Exercise input -

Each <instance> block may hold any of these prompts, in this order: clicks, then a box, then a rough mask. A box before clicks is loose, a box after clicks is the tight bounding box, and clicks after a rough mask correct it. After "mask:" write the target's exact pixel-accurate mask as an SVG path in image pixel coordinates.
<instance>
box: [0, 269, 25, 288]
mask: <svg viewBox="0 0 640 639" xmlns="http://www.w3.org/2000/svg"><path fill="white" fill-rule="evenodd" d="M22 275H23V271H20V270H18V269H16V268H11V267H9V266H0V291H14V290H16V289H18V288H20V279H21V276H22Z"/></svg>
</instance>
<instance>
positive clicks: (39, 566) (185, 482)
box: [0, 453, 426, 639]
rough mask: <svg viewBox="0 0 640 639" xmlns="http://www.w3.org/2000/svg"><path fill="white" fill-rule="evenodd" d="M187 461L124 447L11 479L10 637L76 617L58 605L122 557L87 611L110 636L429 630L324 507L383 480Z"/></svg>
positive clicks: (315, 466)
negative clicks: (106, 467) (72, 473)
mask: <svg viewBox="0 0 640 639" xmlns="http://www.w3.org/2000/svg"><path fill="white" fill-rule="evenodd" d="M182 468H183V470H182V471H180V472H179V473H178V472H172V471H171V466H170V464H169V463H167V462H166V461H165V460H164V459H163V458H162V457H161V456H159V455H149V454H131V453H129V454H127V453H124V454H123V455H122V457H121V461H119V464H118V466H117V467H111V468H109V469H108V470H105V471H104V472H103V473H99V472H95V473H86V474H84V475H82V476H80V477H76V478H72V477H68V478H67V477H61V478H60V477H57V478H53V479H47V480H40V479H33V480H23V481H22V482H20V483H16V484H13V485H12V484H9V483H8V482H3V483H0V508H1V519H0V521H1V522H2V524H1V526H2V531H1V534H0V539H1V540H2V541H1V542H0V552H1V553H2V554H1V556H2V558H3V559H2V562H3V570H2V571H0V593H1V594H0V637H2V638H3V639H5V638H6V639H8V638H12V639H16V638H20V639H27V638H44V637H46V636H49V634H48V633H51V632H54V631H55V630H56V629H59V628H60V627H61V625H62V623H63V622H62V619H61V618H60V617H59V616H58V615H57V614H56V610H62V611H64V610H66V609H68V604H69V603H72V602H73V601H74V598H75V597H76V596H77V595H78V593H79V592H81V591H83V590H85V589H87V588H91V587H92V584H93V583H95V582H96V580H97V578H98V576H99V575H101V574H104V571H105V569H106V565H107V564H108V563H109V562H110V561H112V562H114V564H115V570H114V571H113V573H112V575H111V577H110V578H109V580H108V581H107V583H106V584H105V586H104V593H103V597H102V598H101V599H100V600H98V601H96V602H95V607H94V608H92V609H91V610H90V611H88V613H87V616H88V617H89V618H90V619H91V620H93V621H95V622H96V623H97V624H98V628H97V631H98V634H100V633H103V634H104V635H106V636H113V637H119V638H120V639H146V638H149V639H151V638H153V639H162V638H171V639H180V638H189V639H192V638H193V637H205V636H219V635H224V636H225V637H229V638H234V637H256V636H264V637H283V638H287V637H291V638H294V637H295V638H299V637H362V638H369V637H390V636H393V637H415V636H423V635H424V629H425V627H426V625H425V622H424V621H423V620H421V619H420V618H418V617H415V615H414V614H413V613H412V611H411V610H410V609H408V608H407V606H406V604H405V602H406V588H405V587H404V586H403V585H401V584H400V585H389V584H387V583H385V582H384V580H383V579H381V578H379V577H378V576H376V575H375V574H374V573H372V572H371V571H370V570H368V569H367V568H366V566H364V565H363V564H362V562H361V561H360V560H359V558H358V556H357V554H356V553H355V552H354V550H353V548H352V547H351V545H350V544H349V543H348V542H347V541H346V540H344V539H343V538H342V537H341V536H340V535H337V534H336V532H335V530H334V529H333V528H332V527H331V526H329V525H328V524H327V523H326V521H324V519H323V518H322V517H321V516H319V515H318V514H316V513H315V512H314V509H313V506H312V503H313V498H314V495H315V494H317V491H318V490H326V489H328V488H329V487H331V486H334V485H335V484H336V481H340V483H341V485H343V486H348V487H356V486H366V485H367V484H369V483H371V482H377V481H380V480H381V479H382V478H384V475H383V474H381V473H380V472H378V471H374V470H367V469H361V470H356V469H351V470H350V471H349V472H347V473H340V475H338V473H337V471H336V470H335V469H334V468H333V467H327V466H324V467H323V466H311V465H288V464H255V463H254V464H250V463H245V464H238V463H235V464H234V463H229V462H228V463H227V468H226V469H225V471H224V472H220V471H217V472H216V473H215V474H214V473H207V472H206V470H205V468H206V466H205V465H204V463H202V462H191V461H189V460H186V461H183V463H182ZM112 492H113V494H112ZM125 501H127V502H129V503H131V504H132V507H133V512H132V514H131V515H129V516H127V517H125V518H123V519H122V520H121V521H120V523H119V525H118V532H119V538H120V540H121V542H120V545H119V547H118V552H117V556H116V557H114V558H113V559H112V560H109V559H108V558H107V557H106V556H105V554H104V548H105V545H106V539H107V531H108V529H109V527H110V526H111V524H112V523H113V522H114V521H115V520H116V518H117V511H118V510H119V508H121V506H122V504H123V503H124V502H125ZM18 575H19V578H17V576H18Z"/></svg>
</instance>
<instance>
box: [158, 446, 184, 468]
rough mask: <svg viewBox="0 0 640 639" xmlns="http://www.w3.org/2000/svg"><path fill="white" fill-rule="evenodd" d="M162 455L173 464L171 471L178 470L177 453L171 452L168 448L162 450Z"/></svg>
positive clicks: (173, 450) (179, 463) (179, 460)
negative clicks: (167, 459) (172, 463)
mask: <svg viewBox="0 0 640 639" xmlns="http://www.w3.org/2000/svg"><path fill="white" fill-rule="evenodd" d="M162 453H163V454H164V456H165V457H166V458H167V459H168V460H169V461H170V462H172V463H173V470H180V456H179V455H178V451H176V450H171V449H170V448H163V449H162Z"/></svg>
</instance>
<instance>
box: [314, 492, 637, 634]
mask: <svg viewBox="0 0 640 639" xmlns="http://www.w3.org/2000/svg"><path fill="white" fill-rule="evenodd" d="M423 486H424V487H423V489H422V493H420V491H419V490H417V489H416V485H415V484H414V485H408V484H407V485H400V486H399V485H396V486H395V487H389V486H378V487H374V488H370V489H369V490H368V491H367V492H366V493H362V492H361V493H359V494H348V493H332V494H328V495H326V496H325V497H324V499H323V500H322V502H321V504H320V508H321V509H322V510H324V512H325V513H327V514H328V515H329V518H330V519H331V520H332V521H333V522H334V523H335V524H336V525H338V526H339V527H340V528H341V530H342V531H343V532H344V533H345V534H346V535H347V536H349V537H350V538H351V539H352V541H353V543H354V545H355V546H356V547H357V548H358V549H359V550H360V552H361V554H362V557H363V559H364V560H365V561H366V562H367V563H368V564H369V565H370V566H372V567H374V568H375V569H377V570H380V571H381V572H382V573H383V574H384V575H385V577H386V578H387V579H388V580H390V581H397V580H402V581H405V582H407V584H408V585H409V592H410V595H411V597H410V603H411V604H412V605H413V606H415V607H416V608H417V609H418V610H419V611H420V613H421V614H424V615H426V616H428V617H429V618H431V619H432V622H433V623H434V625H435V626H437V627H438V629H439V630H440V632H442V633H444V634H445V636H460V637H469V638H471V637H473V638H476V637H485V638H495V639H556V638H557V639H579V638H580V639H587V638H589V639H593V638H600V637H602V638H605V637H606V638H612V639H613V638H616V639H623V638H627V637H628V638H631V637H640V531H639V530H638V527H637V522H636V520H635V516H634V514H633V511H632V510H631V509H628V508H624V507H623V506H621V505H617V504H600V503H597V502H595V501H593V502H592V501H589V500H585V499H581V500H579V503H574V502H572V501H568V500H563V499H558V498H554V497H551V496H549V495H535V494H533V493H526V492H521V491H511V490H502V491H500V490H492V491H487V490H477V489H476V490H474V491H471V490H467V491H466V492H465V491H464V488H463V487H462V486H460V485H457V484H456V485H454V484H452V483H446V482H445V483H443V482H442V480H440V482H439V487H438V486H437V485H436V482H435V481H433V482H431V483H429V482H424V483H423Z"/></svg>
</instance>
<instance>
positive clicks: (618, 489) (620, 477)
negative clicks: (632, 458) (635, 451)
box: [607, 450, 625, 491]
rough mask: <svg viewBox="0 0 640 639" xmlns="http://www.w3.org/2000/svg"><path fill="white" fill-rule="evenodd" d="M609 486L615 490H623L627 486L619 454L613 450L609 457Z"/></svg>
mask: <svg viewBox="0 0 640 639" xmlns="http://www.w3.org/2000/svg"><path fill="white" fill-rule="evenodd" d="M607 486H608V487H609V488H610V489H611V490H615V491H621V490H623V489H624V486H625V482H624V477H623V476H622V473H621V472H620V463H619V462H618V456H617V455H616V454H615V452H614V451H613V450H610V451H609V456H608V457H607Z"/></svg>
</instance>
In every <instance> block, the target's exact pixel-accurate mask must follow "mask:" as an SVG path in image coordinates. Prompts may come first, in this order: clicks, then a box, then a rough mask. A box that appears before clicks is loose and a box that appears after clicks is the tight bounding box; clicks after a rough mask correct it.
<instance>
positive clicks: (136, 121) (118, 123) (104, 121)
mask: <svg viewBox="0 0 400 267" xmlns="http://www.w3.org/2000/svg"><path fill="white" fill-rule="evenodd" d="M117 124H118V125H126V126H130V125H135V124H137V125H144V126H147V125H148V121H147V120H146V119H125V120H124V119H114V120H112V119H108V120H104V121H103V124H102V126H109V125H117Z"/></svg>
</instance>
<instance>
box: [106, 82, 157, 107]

The task - Please give back exactly the lines of this listing beginning at the line with "461L124 447L11 479L10" and ending with the line with "positive clicks: (315, 466)", both included, and nothing else.

Reply -
rough mask: <svg viewBox="0 0 640 639" xmlns="http://www.w3.org/2000/svg"><path fill="white" fill-rule="evenodd" d="M187 461L124 447L11 479L10 637L76 617L58 605L122 557L87 611L110 636L429 630L324 507L383 480Z"/></svg>
positive clicks: (315, 466)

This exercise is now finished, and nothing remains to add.